⟨

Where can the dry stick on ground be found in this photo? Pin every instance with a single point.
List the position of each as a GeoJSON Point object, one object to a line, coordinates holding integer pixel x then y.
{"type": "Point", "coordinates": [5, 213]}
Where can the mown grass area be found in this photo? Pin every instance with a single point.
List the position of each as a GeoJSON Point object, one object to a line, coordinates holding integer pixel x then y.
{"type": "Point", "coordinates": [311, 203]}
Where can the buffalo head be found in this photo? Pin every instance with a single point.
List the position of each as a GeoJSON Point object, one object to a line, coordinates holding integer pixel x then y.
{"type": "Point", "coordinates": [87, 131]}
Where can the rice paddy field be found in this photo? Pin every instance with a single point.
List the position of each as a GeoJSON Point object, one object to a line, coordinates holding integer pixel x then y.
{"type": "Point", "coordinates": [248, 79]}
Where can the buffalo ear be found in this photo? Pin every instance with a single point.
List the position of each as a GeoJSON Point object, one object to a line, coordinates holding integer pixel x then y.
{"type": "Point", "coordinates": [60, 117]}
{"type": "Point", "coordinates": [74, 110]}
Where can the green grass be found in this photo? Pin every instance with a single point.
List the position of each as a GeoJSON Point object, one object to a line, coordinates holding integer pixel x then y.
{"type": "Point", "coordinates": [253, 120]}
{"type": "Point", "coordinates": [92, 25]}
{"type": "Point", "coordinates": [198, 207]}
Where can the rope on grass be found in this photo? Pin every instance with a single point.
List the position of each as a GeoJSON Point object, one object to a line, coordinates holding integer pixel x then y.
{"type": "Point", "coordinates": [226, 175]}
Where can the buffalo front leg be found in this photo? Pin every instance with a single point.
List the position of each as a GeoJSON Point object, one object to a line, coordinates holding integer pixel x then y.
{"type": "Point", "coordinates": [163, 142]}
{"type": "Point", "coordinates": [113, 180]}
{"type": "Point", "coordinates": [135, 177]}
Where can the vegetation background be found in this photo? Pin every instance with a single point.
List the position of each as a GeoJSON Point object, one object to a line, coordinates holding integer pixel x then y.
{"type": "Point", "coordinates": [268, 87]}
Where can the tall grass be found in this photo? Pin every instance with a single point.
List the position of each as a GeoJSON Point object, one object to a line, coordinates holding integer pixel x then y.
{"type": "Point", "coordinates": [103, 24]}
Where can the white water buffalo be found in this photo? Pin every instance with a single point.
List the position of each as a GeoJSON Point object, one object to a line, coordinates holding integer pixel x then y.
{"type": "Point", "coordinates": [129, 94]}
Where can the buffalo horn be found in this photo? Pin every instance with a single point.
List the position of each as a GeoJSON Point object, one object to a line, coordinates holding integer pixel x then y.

⟩

▶ Problem to work on
Write all of the data above again, exactly as given.

▶ Output of the exercise
Where can the dry stick on ground be found in this photo? Pin every instance with a single point.
List the position of each as a GeoJSON Point object, one object to a line, coordinates holding integer pixel x then y.
{"type": "Point", "coordinates": [5, 213]}
Where can the mown grass area be found in this photo? Pin every instance with a single point.
List the position of each as a GeoJSON Point object, one object to a line, coordinates holding integer pixel x then y.
{"type": "Point", "coordinates": [311, 203]}
Where can the buffalo head be found in this photo? Pin every instance with a single point.
List the position of each as a GeoJSON Point object, one object to a line, coordinates holding integer pixel x then y.
{"type": "Point", "coordinates": [87, 131]}
Where can the rice paddy field be found in this photo? Pin every instance with a single point.
List the position of each as a GeoJSON Point object, one object to a line, coordinates holding integer pixel x then y.
{"type": "Point", "coordinates": [248, 79]}
Where can the buffalo ear be found in this photo? Pin every instance with a single point.
List the position of each as a GeoJSON Point object, one object to a line, coordinates holding integer pixel x then y.
{"type": "Point", "coordinates": [60, 117]}
{"type": "Point", "coordinates": [74, 110]}
Where can the green grass be found in this photo? Pin every instance with a single point.
List the position of each as a GeoJSON Point object, one object to a line, coordinates holding integer pixel x then y.
{"type": "Point", "coordinates": [253, 120]}
{"type": "Point", "coordinates": [92, 25]}
{"type": "Point", "coordinates": [198, 207]}
Where can the rope on grass be found in this photo? Pin every instance with a single point.
List the position of each as a GeoJSON Point object, one object to a line, coordinates holding integer pixel x then y.
{"type": "Point", "coordinates": [226, 175]}
Where can the buffalo front leg be found in this photo? Pin every instance with a single point.
List the position of each as a GeoJSON Point object, one object to a line, coordinates holding integer pixel x then y.
{"type": "Point", "coordinates": [163, 142]}
{"type": "Point", "coordinates": [113, 180]}
{"type": "Point", "coordinates": [135, 177]}
Where can the vegetation background be found in this photo? Pin every instance with a single point.
List the position of each as a GeoJSON Point object, one object to a line, coordinates holding integer pixel x then y.
{"type": "Point", "coordinates": [268, 87]}
Where can the tall grass be found in this photo? Pin every instance with a single point.
List the position of each as a GeoJSON Point object, one object to a line, coordinates holding integer pixel x then y.
{"type": "Point", "coordinates": [103, 24]}
Where can the white water buffalo be found in this photo? Pin every instance with a single point.
List the position of each as a GeoJSON Point object, one object to a line, coordinates holding integer pixel x then y.
{"type": "Point", "coordinates": [129, 94]}
Where can the buffalo horn be found in this photo? Pin every instance with a single point.
List the position of each as a GeoJSON Point object, one object to a line, coordinates holding integer pixel x then y.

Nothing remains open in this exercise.